- **Tâche**: Pouvez-vous recopier à l'identique le passage du texte sur l'Open Big Data en santé, de « On entend partout » à « Quelles opportunités ? » ?

On entend partout que l’Open Big Data façonne une nouvelle médecine. Plus performante, plus personnalisée, plus prédictive. Mais qu’est ce exactement que l’« Open Big data » ? Revenons rapidement sur ses deux composantes. La Big Data est l’analyse de gros volumes de données, grâce à la mise au point d’algorithmes sophistiqués. En santé, ces données peuvent être issues du « dossier patient » que détiennent les médecins, les laboratoires, les pharmacies ou les hôpitaux, mais aussi de registres d’informations issues de la recherche et de l’administration, ou d’informations récoltées au travers de l’IOT (Internet des objets). L’Open Data représente l’ouverture et l’accès à des données publiques et privées, ainsi que leur utilisation réelle ou potentielle, dans le respect de la vie privée des individus.

Quelles opportunités ?

Ces deux laboratoires ont voulu créer un programme de recherche sur l’épidémiologie du cancer en exploitant les potentialités de la data

Mehdi Benchoufi, coordinateur du projet EPIDEMIUM

L’Open Big Data offre des opportunités extraordinaires. Medhi Benchoufi, coordinateur du projet EPIDEMIUM en témoigne : « EPIDEMIUM est le fruit de l’association de deux laboratoires, l’un institutionnel -Roche-, l’autre qui se définit comme un laboratoire communautaire -La Paillasse-. Ces deux laboratoires ont voulu créer un programme de recherche sur l’épidémiologie du cancer en exploitant les potentialités de la data: le but était de mettre toutes leurs données à disposition pour faire émerger des programmes scientifiques pertinents sur le plan médical et opérationnel. C’est ainsi que nous avons lancé en novembre 2015 le Challenge4Cancer ».

- **Extrait de données**:
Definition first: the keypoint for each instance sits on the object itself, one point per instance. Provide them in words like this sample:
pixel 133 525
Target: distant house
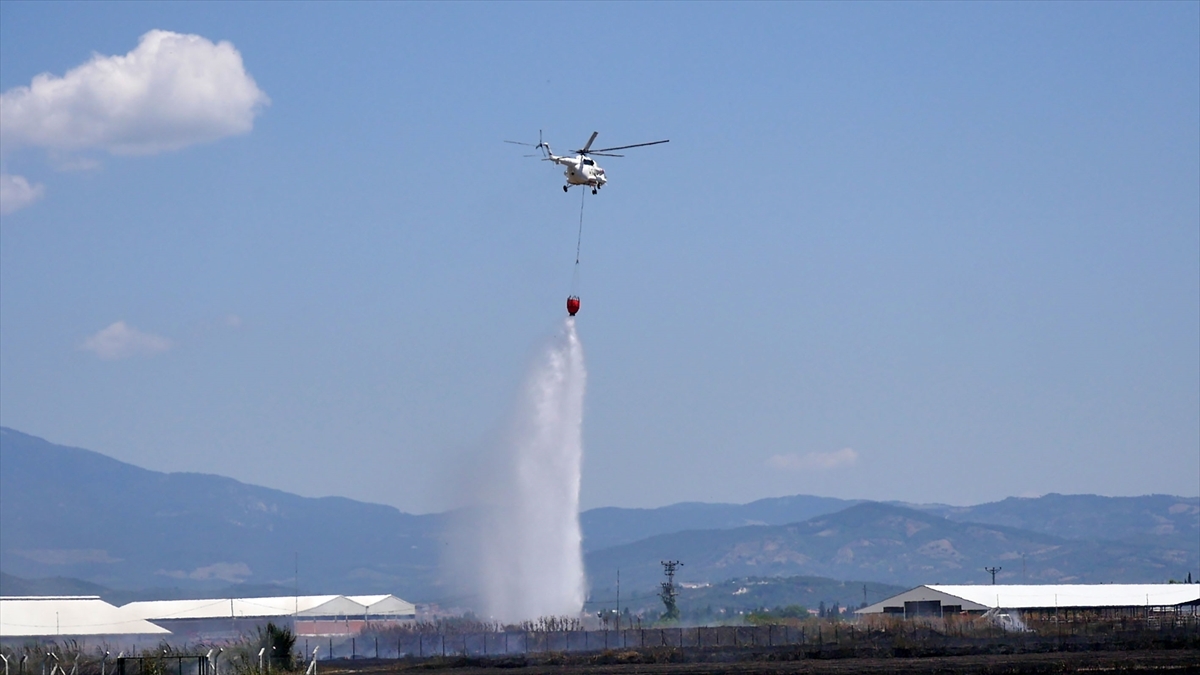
pixel 306 615
pixel 1132 599
pixel 84 619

- **Réponse**:
On entend partout que l’Open Big Data façonne une nouvelle médecine. Plus performante, plus personnalisée, plus prédictive. Mais qu’est ce exactement que l’« Open Big data » ? Revenons rapidement sur ses deux composantes. La Big Data est l’analyse de gros volumes de données, grâce à la mise au point d’algorithmes sophistiqués. En santé, ces données peuvent être issues du « dossier patient » que détiennent les médecins, les laboratoires, les pharmacies ou les hôpitaux, mais aussi de registres d’informations issues de la recherche et de l’administration, ou d’informations récoltées au travers de l’IOT (Internet des objets). L’Open Data représente l’ouverture et l’accès à des données publiques et privées, ainsi que leur utilisation réelle ou potentielle, dans le respect de la vie privée des individus.

Quelles opportunités ?